(Data records)
----------

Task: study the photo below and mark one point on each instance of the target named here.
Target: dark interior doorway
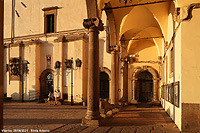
(104, 85)
(49, 84)
(144, 90)
(46, 83)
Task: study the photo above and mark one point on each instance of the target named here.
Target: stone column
(134, 82)
(1, 63)
(155, 90)
(93, 115)
(114, 78)
(125, 81)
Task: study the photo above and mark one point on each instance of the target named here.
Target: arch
(135, 21)
(106, 70)
(92, 8)
(156, 80)
(150, 31)
(144, 89)
(42, 79)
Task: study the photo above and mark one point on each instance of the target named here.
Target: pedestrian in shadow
(50, 97)
(58, 94)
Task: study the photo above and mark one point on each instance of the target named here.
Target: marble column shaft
(1, 63)
(125, 81)
(93, 75)
(155, 90)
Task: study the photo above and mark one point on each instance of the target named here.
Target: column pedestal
(93, 116)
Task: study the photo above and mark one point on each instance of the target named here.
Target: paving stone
(102, 130)
(77, 129)
(115, 130)
(128, 129)
(67, 118)
(143, 129)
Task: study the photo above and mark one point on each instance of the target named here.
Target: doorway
(104, 85)
(144, 88)
(46, 83)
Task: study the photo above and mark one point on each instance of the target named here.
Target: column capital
(93, 22)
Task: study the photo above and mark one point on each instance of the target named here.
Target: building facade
(147, 52)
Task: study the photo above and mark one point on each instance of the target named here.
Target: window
(50, 19)
(50, 23)
(171, 60)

----------

Reproduce each line above exactly, but not a single picture.

* Solution for this problem:
Task: study the photo below and mark one point on each instance of the target named here.
Target: dark interior doorway
(104, 85)
(49, 84)
(144, 90)
(46, 83)
Task: study the photo above and mark one point on each instance of the target named here.
Target: stone column
(134, 82)
(1, 63)
(155, 90)
(93, 115)
(114, 78)
(125, 81)
Task: study the photo above and mark one point on each instance of the target named here.
Target: arch
(135, 21)
(106, 70)
(92, 8)
(156, 80)
(150, 31)
(144, 89)
(42, 79)
Task: study the photo above and mark one point on each instance of the target named here.
Target: pedestrian in shadow
(50, 97)
(58, 94)
Task: study the photo above and mark one point on each instance of the target named here.
Target: marble column shaft
(1, 63)
(125, 81)
(93, 75)
(155, 90)
Task: study the photo above and mark one point on each instance of the target named here.
Target: column pedestal
(93, 116)
Task: study the photo above and mark one point on each instance of the target named here.
Target: paving stone
(102, 130)
(77, 129)
(115, 130)
(128, 129)
(67, 118)
(143, 129)
Task: study the photo above and mark one point on each instance of the target named here.
Target: doorway
(104, 85)
(144, 88)
(46, 83)
Task: study the photo above and mark one point on each instance of the target named here.
Target: column capital
(93, 22)
Task: study the photo above and mark one point on each instance of the target named here.
Target: building facade
(147, 52)
Task: study the photo above and mark one point on each instance of the target named here.
Target: window
(50, 19)
(50, 23)
(171, 60)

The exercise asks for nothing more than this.